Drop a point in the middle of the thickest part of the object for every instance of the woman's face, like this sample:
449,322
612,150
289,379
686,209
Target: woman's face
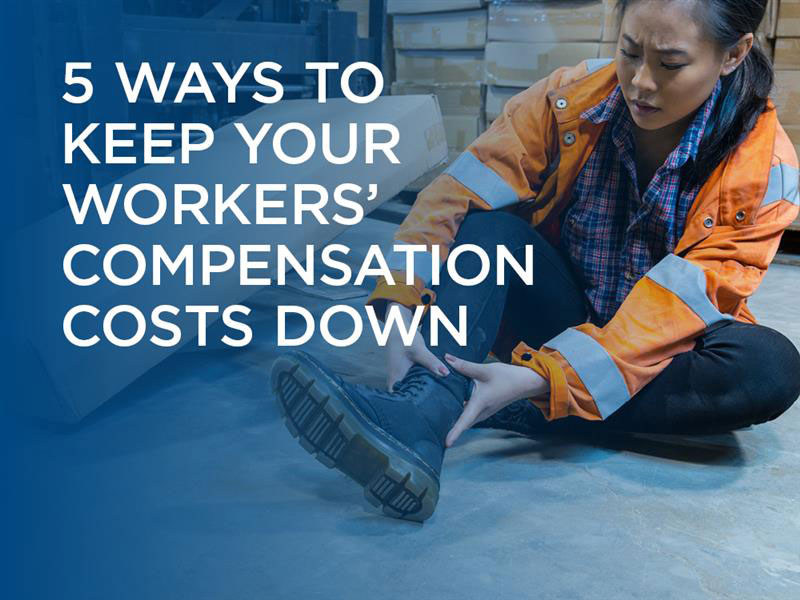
666,65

============================================================

## Direction
Restate the listing above word for word, and skip the pictures.

## Final answer
Drop a point in the middle of the thickest part of the object for every instance of the woman's face, like this sample:
449,322
612,150
289,379
686,209
Target: woman's face
666,65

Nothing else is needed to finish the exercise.